* [Aim of the exercise] All lines from the one holding "Exercise. Pick out the yellow" down to the last line of the entries are to be reproduced exactly, with no other lines.

* [Data provided]

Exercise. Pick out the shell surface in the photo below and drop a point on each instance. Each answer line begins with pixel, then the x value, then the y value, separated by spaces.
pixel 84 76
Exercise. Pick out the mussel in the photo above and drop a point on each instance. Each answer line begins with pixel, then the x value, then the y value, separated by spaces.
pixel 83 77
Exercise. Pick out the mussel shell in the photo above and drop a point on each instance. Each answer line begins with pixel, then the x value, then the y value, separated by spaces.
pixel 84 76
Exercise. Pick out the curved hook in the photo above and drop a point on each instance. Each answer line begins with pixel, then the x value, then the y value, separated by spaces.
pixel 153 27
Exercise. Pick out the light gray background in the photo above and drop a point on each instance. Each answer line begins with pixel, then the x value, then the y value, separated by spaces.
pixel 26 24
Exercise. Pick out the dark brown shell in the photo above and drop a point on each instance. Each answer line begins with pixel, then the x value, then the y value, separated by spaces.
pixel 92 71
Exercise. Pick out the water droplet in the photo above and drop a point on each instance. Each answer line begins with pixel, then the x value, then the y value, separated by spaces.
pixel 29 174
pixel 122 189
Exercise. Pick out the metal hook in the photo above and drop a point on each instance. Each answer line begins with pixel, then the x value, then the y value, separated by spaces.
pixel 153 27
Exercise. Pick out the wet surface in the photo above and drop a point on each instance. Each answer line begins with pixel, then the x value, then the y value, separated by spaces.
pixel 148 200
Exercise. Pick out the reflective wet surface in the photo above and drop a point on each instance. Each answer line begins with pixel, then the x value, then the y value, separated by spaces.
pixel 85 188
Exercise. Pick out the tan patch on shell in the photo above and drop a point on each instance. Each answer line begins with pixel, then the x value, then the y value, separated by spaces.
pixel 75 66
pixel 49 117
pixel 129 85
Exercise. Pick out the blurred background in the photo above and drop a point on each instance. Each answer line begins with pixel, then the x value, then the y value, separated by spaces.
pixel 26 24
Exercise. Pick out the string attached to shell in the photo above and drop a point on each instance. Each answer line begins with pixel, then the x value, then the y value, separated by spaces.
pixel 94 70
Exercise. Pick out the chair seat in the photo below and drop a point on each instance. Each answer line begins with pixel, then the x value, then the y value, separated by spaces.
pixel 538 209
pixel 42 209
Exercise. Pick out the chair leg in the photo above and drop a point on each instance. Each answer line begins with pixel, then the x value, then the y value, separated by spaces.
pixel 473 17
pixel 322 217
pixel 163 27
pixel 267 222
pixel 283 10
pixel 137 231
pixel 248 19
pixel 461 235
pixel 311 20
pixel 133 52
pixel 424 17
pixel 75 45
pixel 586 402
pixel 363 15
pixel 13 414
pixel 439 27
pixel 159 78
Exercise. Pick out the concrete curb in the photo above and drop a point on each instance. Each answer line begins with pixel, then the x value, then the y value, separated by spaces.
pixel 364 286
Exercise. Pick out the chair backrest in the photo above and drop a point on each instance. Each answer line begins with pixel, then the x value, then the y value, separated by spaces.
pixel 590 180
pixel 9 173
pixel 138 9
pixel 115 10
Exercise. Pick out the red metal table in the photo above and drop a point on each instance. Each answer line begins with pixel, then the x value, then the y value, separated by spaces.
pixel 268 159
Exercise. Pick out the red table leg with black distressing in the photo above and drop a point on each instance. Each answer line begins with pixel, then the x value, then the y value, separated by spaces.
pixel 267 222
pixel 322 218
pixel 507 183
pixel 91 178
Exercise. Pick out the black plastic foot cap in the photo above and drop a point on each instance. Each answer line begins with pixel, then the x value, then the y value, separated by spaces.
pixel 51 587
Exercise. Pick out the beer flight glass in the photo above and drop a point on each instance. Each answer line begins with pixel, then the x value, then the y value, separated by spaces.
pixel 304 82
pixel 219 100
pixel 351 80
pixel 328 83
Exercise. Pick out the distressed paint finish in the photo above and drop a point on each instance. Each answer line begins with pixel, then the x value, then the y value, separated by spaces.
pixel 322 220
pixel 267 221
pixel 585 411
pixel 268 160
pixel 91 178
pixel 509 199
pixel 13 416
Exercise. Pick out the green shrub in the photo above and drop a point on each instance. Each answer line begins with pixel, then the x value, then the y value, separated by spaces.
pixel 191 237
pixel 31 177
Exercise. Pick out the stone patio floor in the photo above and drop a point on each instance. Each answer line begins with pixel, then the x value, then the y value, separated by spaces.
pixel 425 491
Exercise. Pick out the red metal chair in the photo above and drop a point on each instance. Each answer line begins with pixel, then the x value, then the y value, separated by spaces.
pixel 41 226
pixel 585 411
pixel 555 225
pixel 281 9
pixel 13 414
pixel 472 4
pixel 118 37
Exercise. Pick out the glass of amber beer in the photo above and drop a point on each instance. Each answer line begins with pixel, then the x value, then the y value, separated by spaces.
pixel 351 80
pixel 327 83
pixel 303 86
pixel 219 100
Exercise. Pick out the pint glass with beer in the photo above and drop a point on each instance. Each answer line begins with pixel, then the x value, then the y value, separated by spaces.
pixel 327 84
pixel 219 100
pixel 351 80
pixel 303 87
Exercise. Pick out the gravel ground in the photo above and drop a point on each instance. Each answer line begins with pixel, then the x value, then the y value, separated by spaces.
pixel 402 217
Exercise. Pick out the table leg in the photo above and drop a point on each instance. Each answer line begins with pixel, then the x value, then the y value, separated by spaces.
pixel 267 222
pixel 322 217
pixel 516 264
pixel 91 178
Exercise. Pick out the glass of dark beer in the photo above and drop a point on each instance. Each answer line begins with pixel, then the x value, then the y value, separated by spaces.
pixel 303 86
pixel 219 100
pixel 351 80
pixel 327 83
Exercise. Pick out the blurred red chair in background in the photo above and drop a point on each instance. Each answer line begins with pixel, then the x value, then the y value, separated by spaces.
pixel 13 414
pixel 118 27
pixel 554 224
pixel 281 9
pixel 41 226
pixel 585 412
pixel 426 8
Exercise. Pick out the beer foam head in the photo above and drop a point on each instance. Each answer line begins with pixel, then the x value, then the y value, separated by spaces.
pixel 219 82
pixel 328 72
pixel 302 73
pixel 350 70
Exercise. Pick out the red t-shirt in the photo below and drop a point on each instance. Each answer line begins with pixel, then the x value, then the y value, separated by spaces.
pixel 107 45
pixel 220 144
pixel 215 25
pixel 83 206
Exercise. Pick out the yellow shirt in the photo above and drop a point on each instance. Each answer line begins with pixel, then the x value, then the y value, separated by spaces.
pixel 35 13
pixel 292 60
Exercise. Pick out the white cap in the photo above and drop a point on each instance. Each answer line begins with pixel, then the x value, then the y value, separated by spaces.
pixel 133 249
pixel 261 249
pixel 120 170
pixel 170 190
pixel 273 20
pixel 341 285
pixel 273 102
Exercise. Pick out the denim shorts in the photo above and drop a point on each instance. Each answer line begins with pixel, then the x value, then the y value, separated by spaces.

* [Response to the exercise]
Exercise. Pick out the yellow shirt in the photo above and drop a point on each instance. Each answer line begins with pixel, then the x value, then the y value, separated by spaces.
pixel 35 13
pixel 292 60
Exercise. Pick out the white cap in the photo above and drop a point on each instance. Each answer line begins with pixel, then the x value, then the y value, separated by spaces.
pixel 133 249
pixel 261 249
pixel 120 170
pixel 170 190
pixel 273 20
pixel 341 285
pixel 273 102
Exercise. Pick out the denim shorts in the photo above and drop a point on each instance. Each answer line begins with pixel, then the x value, then the y value, separated by spaces.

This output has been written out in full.